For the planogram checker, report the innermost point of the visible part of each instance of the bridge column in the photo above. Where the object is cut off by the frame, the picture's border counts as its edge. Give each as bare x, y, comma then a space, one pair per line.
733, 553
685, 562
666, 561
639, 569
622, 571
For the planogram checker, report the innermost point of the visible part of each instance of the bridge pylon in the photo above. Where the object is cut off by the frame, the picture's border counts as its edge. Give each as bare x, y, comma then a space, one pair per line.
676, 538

→ What you are asked to do: Scale down the material above: reproduce every line, requests included, with each x and y coordinate in the answers multiplied by 0.5 and rounded to a whole number, halves rounding up. Keep the requests unchanged.

→ Result of this exercise:
For the planogram checker, report the innermost point of the visible part of each instance of the bridge column in the photo above. Where the object is cut off by the frame, the picture's border counts as its edge. Give each as bare x, y, comma then a space, one pair per line.
367, 277
343, 281
333, 281
320, 285
311, 286
For the planogram checker, report the innermost point of the visible part of each instance of the bridge pylon in the photo above. Where the object is cut off by the frame, the picture's border counts as its edge. Give each as bare x, y, comma then a space, one pair per line.
338, 269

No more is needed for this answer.